I need every line that includes the word "below" copied from the material.

Segment Start: THE DATA

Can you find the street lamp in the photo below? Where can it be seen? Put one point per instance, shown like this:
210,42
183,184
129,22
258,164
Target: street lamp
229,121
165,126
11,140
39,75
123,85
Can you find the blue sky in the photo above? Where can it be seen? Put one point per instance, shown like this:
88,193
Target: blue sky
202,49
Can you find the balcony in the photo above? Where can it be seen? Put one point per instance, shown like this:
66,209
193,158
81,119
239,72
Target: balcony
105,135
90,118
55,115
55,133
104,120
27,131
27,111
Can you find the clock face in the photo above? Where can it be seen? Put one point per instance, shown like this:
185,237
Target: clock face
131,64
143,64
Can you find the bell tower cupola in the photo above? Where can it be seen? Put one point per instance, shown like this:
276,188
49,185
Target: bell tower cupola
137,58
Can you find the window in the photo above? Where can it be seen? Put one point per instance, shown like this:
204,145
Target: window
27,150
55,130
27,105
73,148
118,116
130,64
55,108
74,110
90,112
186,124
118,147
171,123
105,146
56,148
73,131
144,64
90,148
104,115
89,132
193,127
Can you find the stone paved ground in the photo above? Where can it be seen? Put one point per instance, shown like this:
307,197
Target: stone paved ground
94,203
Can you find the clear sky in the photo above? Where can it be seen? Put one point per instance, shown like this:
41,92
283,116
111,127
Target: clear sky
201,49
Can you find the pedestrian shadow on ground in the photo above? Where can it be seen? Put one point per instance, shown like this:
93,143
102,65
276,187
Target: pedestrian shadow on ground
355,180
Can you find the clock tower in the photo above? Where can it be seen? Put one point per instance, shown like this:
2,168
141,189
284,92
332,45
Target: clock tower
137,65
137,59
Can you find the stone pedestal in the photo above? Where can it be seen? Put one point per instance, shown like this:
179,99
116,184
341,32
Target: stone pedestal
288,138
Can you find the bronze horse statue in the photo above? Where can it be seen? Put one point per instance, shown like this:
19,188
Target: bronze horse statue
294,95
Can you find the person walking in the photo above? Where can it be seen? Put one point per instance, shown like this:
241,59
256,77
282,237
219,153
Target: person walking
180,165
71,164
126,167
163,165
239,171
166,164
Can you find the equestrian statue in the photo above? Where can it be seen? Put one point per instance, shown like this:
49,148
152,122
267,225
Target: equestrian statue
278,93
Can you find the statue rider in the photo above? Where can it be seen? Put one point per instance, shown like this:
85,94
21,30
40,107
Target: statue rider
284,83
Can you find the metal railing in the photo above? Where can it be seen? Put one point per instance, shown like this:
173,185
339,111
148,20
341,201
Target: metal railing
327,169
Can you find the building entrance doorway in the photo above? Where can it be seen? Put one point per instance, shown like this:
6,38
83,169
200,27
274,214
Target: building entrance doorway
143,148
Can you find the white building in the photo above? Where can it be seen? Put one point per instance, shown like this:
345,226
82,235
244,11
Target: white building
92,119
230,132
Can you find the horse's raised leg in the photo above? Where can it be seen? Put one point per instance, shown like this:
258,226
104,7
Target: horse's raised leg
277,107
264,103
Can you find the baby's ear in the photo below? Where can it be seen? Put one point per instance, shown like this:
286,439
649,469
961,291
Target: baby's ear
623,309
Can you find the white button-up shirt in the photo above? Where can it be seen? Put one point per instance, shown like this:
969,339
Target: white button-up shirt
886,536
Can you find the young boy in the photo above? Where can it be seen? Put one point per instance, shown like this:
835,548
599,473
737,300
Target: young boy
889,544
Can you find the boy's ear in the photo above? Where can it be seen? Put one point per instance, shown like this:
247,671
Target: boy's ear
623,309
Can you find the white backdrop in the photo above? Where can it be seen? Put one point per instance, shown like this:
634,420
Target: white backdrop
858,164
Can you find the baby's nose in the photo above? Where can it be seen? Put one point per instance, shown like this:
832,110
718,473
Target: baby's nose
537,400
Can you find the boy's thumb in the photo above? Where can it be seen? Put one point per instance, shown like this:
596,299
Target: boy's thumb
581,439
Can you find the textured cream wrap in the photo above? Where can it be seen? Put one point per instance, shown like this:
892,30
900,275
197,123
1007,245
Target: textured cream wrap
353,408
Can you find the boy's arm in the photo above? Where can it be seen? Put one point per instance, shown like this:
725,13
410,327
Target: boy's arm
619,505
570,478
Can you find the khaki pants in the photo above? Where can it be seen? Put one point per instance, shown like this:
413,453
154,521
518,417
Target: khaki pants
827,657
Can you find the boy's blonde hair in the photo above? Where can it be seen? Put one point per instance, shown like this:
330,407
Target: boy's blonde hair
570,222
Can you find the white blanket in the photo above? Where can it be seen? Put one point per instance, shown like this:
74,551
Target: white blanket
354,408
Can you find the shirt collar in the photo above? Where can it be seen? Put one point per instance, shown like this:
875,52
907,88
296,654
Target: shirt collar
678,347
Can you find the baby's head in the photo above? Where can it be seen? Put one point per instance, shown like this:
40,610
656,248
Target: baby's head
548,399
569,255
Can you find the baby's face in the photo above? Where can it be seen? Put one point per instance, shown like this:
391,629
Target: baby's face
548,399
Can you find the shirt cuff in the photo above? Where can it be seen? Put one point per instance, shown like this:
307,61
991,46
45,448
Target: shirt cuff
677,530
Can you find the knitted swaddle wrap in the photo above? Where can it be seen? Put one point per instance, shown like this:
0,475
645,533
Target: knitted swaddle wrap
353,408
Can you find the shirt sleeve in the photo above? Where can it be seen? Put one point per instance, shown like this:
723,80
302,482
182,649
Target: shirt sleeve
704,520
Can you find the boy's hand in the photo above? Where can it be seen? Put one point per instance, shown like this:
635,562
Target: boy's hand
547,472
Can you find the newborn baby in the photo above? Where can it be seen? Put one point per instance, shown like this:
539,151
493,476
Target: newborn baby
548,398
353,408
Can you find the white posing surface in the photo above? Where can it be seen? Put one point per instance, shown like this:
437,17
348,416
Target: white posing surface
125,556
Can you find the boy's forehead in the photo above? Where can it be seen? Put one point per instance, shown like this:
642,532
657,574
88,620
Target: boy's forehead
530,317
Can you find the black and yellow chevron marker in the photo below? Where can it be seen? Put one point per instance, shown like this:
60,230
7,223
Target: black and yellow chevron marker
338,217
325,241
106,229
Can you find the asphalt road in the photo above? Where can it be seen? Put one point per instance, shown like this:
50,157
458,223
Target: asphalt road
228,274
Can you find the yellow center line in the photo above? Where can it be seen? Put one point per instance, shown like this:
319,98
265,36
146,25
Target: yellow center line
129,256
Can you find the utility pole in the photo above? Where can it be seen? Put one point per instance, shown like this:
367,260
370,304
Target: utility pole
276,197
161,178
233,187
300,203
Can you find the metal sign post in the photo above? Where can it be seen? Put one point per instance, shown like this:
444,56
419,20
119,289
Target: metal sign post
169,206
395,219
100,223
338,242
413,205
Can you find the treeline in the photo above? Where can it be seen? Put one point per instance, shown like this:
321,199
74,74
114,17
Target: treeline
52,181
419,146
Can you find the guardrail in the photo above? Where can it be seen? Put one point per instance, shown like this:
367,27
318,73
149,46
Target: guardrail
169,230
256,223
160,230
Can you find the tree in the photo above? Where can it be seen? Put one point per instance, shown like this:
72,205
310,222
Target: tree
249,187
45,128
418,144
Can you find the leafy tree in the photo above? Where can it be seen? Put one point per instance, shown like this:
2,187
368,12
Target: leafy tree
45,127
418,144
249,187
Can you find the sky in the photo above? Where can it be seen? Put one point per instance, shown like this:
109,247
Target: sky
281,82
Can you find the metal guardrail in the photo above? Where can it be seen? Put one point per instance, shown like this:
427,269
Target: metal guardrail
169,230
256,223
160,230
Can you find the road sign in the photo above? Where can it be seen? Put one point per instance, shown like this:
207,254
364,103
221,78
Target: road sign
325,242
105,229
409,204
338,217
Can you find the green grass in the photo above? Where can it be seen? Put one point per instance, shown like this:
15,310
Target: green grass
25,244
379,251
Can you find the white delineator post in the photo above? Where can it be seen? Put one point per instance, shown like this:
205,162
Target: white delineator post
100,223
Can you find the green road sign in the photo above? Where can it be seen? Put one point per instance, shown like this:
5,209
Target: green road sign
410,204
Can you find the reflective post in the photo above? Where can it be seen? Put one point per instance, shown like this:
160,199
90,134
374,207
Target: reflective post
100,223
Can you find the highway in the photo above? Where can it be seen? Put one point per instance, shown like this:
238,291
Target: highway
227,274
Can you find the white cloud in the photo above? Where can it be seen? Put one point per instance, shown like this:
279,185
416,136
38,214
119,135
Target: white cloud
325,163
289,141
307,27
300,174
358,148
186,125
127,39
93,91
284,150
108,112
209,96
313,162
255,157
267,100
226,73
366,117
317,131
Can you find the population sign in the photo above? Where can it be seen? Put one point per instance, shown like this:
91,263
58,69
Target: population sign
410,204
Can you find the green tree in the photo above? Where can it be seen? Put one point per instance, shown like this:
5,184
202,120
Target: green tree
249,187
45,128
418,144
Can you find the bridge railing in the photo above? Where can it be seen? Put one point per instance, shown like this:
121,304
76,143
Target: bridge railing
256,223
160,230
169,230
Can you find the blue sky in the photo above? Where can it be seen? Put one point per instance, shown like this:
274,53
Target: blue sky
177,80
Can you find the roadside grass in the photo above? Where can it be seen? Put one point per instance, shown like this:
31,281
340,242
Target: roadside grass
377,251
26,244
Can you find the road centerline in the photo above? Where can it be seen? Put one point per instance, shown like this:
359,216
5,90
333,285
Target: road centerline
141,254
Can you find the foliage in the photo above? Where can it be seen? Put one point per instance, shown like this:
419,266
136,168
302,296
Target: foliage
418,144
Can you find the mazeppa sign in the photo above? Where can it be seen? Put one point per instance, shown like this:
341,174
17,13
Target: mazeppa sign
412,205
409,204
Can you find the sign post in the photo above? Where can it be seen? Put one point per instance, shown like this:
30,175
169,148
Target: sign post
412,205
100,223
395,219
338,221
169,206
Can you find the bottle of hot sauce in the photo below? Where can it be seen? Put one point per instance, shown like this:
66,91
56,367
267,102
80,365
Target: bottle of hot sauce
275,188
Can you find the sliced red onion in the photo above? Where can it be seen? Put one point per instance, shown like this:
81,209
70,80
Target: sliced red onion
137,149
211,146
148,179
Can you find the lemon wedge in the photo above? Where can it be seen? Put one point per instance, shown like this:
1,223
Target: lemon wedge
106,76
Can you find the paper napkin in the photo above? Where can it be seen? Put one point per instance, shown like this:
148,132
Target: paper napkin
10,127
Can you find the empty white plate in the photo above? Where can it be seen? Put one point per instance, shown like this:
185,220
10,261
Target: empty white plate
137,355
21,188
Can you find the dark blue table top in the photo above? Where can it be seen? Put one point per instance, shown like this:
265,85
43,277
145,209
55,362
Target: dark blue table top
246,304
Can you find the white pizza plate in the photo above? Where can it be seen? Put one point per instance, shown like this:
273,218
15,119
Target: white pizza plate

Segment End: THE DATA

▸ PROBLEM SOLUTION:
Can you find the street lamp in the photo below? Where can it be seen? Put one point per instance, shown like this:
Can you find the baby's ear in the photo below? Where can it be seen? Put one point per instance, shown like this:
Can you find the black and yellow chevron marker in the photo below? Where can it be seen? Put one point per instance, shown like this:
Can you find the bottle of hot sauce in the photo below? Where can it be seen? Put one point per instance, shown like this:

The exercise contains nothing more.